• _Belge Alıntısı_:
Merhaba arkadaşlar! Nasılsınız bakalım? Bana soracak olursanız harikayım! Cidden. Aslında bu kadar iyi bir ruh hali içerisinde olmamam gerekir, malum sınavlar falan başladı ama mutluyum işte. Sebebi ne emin değilim, belki de Game of Thrones'un
başlaması bunun en büyük etkenlerinden biridir. Umarım izlemişsinizdir çünkü ben internete düştüğünü görür görmez evde çığlıklar falan atıp hemen izledim. Daha fazla ayrıntıya girmek istemiyorum, bununla alakalı bir yazı paylaşmayı planlıyorum çünkü bununla alakalı konuşulacak tonlarca şey geliyor aklıma.
Evet, Zac ve Mia'yı okuma ekinliği kapsamında Melis Kitaplar Diyarında ve Kitap Dedikodusu ile yorumluyoruz. Kitap Dedikodusu'ndan Merve'nin Zac ve Mia yorumuna buradan ulaşabilirsiniz.

• _İstenen Görev_:
Belge alıntısının tamamını, hiçbir karakteri değiştirmeden birebir çıkarın. Aşağıdaki satırlar bu alıştırmada kullanılmaz.

Konum etiketleme kayıtları:
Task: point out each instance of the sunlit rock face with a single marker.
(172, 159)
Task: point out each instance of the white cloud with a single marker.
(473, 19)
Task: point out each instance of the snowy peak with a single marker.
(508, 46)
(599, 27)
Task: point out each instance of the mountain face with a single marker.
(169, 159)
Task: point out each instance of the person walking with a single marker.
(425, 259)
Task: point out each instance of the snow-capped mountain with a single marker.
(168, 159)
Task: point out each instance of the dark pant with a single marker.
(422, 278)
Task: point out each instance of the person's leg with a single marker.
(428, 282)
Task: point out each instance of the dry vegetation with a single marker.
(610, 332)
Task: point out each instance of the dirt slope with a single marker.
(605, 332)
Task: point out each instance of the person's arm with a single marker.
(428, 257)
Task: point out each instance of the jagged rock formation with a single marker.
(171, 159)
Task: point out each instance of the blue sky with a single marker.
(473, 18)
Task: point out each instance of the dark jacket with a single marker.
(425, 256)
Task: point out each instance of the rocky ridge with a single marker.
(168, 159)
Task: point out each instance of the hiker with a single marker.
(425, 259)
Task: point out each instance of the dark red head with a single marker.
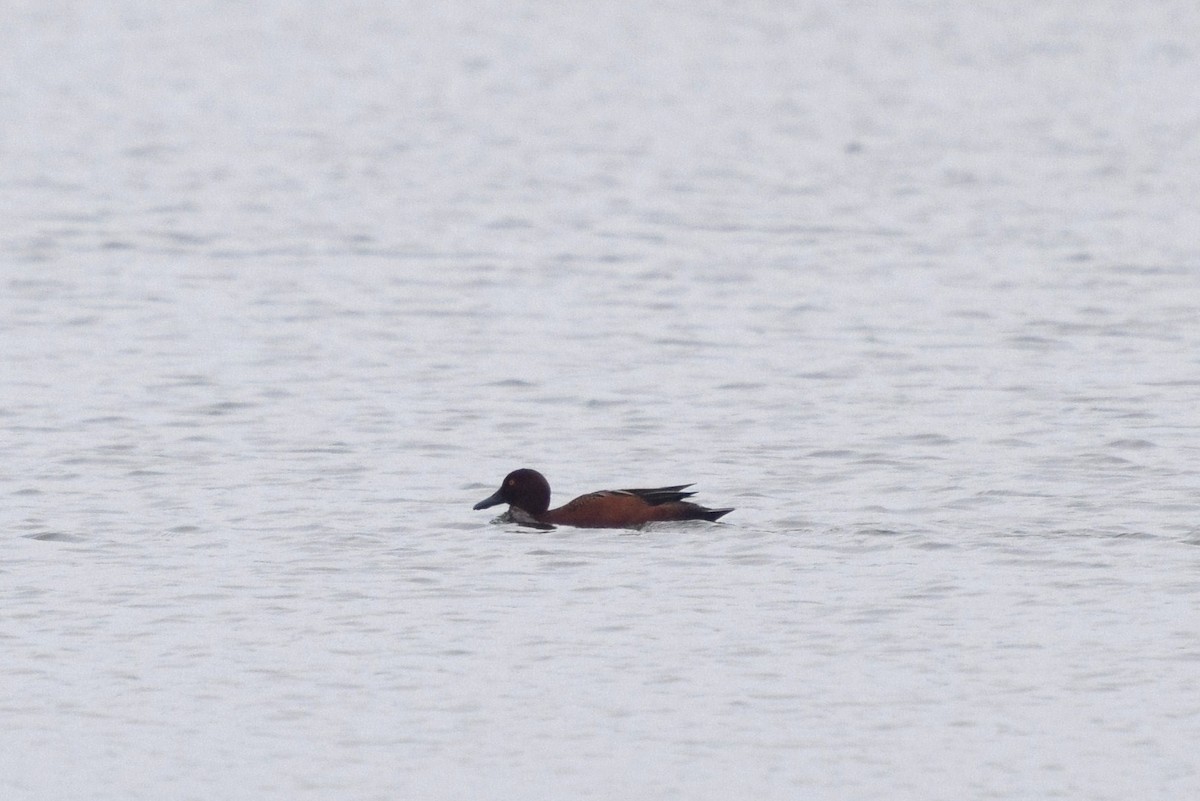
(525, 488)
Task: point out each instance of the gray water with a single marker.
(288, 287)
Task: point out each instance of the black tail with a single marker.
(713, 515)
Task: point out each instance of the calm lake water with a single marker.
(286, 288)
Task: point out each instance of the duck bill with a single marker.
(491, 500)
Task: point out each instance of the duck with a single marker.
(527, 493)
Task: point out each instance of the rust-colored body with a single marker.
(527, 493)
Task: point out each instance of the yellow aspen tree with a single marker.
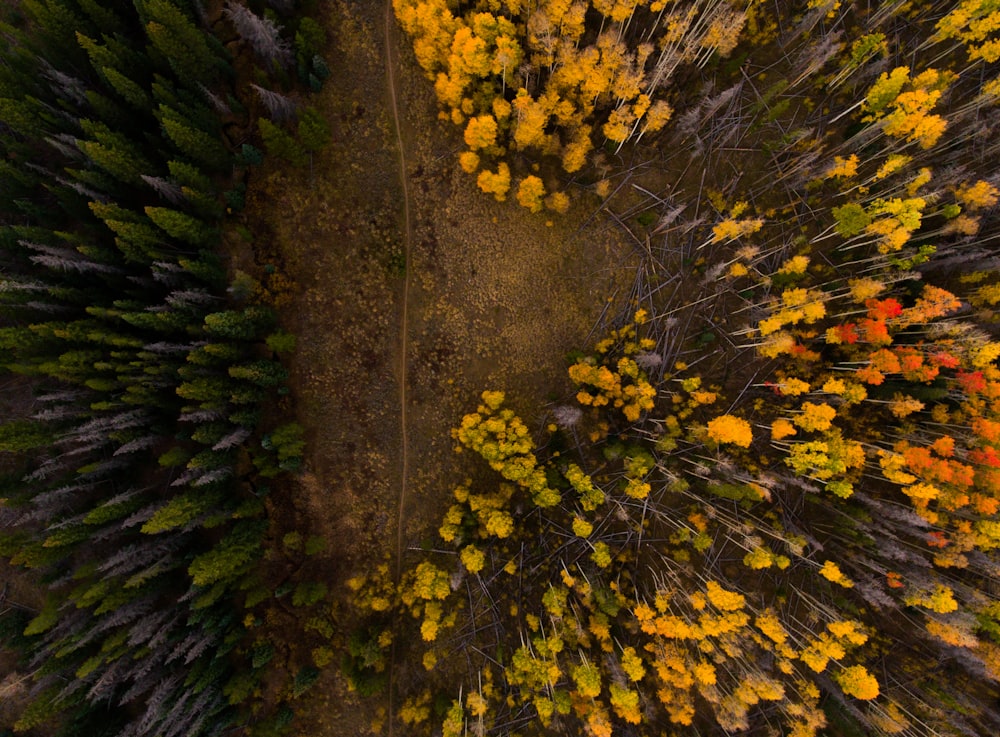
(974, 23)
(815, 417)
(977, 196)
(481, 132)
(496, 183)
(557, 202)
(730, 429)
(469, 161)
(856, 681)
(531, 118)
(841, 167)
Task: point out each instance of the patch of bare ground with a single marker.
(497, 297)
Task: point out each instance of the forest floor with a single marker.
(497, 298)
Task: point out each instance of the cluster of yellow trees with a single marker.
(724, 533)
(558, 78)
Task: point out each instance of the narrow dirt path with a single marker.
(390, 65)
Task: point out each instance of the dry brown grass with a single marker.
(498, 297)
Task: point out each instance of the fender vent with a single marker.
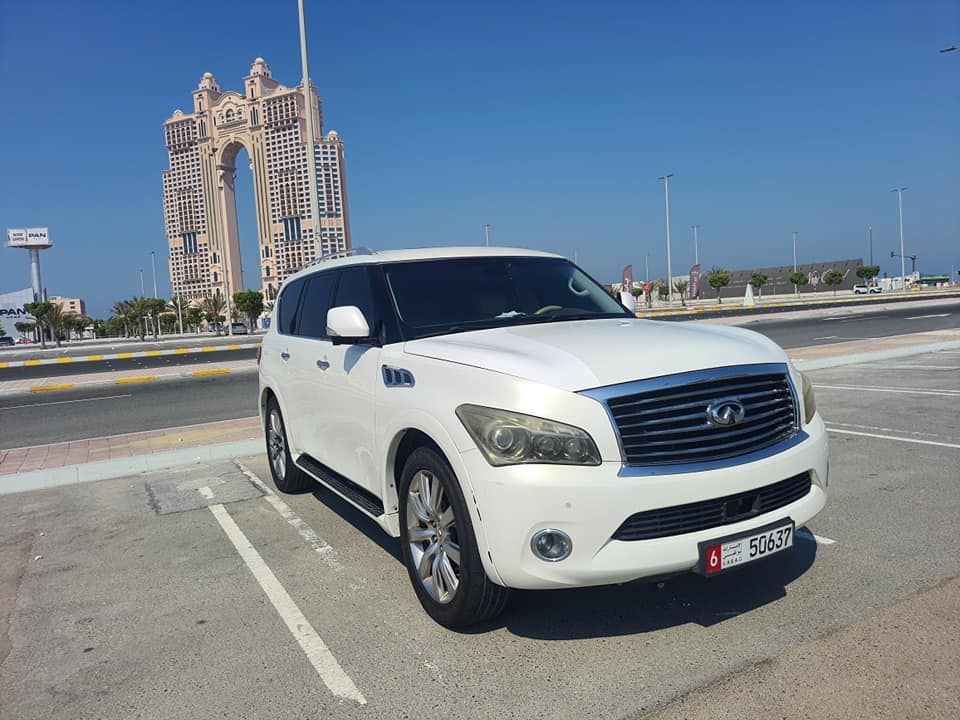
(397, 377)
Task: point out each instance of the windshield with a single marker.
(435, 297)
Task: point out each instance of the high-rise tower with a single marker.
(268, 120)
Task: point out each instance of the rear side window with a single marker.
(289, 300)
(314, 306)
(354, 289)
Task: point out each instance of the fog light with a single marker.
(551, 545)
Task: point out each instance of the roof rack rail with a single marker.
(341, 253)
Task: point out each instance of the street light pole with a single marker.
(666, 199)
(311, 149)
(903, 267)
(796, 290)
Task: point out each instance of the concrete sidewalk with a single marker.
(125, 377)
(901, 663)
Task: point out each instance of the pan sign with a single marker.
(29, 237)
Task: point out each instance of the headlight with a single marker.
(509, 438)
(809, 401)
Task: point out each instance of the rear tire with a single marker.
(287, 476)
(440, 547)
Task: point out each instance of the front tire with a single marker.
(287, 476)
(440, 547)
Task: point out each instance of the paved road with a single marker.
(110, 410)
(133, 597)
(146, 363)
(839, 325)
(77, 414)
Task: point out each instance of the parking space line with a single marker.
(317, 652)
(321, 547)
(805, 534)
(916, 441)
(870, 388)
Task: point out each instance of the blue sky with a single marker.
(549, 120)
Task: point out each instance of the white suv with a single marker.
(517, 428)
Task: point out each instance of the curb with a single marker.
(775, 308)
(130, 380)
(70, 359)
(122, 467)
(875, 355)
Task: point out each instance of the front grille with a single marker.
(666, 421)
(707, 514)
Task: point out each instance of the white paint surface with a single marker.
(323, 661)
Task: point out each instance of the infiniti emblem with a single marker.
(723, 413)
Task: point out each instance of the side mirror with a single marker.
(346, 324)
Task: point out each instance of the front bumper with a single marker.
(590, 503)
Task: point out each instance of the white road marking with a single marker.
(64, 402)
(323, 661)
(908, 391)
(805, 534)
(882, 429)
(321, 546)
(894, 437)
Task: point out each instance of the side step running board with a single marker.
(349, 490)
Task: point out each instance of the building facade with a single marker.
(267, 120)
(74, 305)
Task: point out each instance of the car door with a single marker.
(308, 395)
(347, 429)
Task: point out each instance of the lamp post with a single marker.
(796, 290)
(903, 267)
(666, 199)
(311, 150)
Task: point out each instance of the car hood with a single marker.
(584, 354)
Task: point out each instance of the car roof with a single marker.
(367, 257)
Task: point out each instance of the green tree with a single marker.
(833, 278)
(680, 286)
(250, 303)
(868, 272)
(718, 278)
(798, 279)
(39, 311)
(213, 311)
(758, 280)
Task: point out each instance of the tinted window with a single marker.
(440, 296)
(354, 289)
(289, 299)
(314, 305)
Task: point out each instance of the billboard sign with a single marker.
(29, 237)
(11, 310)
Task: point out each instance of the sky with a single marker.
(549, 120)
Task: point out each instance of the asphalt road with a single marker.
(86, 413)
(144, 596)
(846, 324)
(145, 363)
(111, 410)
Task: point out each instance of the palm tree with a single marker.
(213, 310)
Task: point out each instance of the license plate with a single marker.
(726, 553)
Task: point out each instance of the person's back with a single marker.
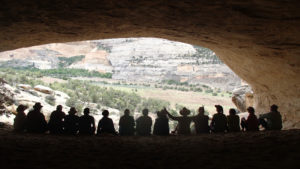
(86, 123)
(55, 124)
(126, 124)
(106, 125)
(143, 124)
(274, 119)
(233, 121)
(36, 122)
(184, 121)
(201, 122)
(219, 120)
(161, 125)
(71, 122)
(252, 123)
(20, 119)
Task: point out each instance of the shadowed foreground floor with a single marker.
(279, 149)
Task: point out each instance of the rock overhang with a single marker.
(259, 40)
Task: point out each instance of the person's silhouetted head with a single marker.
(159, 114)
(201, 110)
(37, 106)
(219, 108)
(86, 111)
(274, 108)
(21, 108)
(72, 111)
(145, 112)
(105, 113)
(232, 112)
(127, 112)
(184, 111)
(59, 108)
(250, 110)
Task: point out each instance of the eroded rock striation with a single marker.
(259, 39)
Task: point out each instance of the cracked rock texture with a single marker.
(257, 39)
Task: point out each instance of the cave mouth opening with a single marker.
(116, 74)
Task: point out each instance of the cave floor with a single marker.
(277, 149)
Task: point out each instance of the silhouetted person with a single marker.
(233, 121)
(143, 124)
(20, 119)
(184, 122)
(71, 122)
(161, 125)
(274, 119)
(106, 125)
(36, 122)
(201, 121)
(219, 120)
(55, 124)
(126, 124)
(86, 123)
(251, 124)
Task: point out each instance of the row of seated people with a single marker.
(60, 123)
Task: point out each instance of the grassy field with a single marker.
(189, 99)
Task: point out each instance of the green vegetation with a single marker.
(67, 61)
(61, 73)
(81, 92)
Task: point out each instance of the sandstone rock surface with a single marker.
(242, 97)
(258, 39)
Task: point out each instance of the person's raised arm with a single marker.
(169, 115)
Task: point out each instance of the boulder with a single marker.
(43, 89)
(242, 97)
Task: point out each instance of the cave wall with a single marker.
(258, 39)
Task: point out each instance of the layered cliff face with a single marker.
(130, 59)
(259, 39)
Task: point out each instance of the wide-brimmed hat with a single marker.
(185, 111)
(37, 105)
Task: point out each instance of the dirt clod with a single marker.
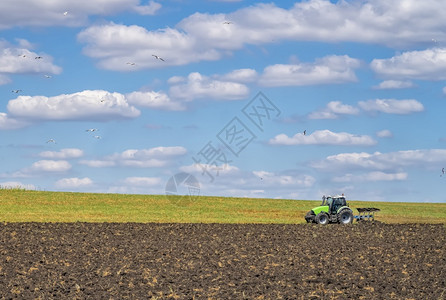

• _Alıştırma Sonucu_:
Merhaba arkadaşlar! Nasılsınız bakalım? Bana soracak olursanız harikayım! Cidden. Aslında bu kadar iyi bir ruh hali içerisinde olmamam gerekir, malum sınavlar falan başladı ama mutluyum işte. Sebebi ne emin değilim, belki de Game of Thrones'un
başlaması bunun en büyük etkenlerinden biridir. Umarım izlemişsinizdir çünkü ben internete düştüğünü görür görmez evde çığlıklar falan atıp hemen izledim. Daha fazla ayrıntıya girmek istemiyorum, bununla alakalı bir yazı paylaşmayı planlıyorum çünkü bununla alakalı konuşulacak tonlarca şey geliyor aklıma.
Evet, Zac ve Mia'yı okuma ekinliği kapsamında Melis Kitaplar Diyarında ve Kitap Dedikodusu ile yorumluyoruz. Kitap Dedikodusu'ndan Merve'nin Zac ve Mia yorumuna buradan ulaşabilirsiniz.